§ REQUIREMENT 1
Using the journal entry, decide whether each statement agrees with it, answering yes or no and quoting the deciding words: (a) The writer considers themself a religious person. (b) The writer attends church. (c) In Santa Fe, the writer would sit by the Theater building at night.
====== SOURCE PASSAGE
01 November 2001 ~ No wind...

Note: There's a good chance you're not going to be able to handle this. There's also a good chance you're not going to like me much after you read this. They say, after all, never to discuss religion or politics... Well, it is my website, after all, and it's my business, so you can read this, or you don't have to. But if you do, don't say I didn't warn you, and do NOT take it upon yourself to attack my guestbook with your own differing beliefs. It won't be tolerated. On with the game:

* * * * * * * * * * *

I do not consider myself a religious person at all. I do not attend church or temple or whatever. I do not adhere to any of the "normal" rituals of contemporary white, middle-class, protestant, 86-IQ Americans, at least not in the way of worship.

I do NOT like dogma. Of ANY sort.

But that DOESN'T mean I don't have a soul. And it doesn't mean I wouldn't like to let it have some air once in awhile.

So, for the past few years, I've been using the Pagan holidays as excuses to meditate, to think, to worship, to give thanks, and to ask for help.

To clarify: no, I am not "Wiccan," and generally speaking, neither are ninety percent of the people who will tell you that they are. Wicca has its procedures and its specific rituals, and I do not necessarily adhere to those. I do not necessarily believe what Wiccans believe. Defined very loosely, I am a Pagan. But "Pagan," can simply mean somebody who doesn't go to church on Sundays. Orthodox JEWS can be called "Pagans" for gahd's sake. "Paganism" is, obviously, pretty broad. *I* use the word to mean this:

I have a soul. I think everything else has a soul. There is power in everything. There is no such thing as coincidence.

So, last night, on All Hallows' Eve, or Hallowe'en, or Samhain, I collected a little sack of instruments, changed my clothing, and went "out." I did not tell Norman where I was going, and he seemed quite suspicious and asked why I was being "secretive." Why? Because "I'm going for a walk" sounds ridiculous when you're dressed in a floor-length red dress. Because "I'm going out to do a spell," wasn't exactly accurate, and I didn't want to have to explain.

I went to My Place. Everywhere I've ever lived, I've always had one place where I could go, just to think, without being bothered. At my dad's house, there was this tiny round clearing about a half mile away. It always sort of gave me the creeps, but I liked it anyway. In Santa Fe, I'd sneak out at night with a notebook and sit by the Theater building for hours on end, and the whole world was asleep. And if they weren't asleep, at least they weren't bothering me. And in Binghamton, there is this place by the Rivers.
============
§ REQUIREMENT 2
Rewrite the rows below, changing "dark work trousers" to "black work pants" and leaving everything else unchanged.
====== STORED DATA
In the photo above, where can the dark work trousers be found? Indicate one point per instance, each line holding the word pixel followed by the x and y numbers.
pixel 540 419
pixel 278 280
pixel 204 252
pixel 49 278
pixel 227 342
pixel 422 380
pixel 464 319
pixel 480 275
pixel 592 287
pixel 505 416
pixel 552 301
============
§ EXERCISE RESPONSE 1
(a) No: "I do not consider myself a religious person at all."
(b) No: "I do not attend church or temple or whatever."
(c) Yes: "In Santa Fe, I'd sneak out at night with a notebook and sit by the Theater building for hours on end"

§ EXERCISE RESPONSE 2
In the photo above, where can the black work pants be found? Indicate one point per instance, each line holding the word pixel followed by the x and y numbers.
pixel 540 419
pixel 278 280
pixel 204 252
pixel 49 278
pixel 227 342
pixel 422 380
pixel 464 319
pixel 480 275
pixel 592 287
pixel 505 416
pixel 552 301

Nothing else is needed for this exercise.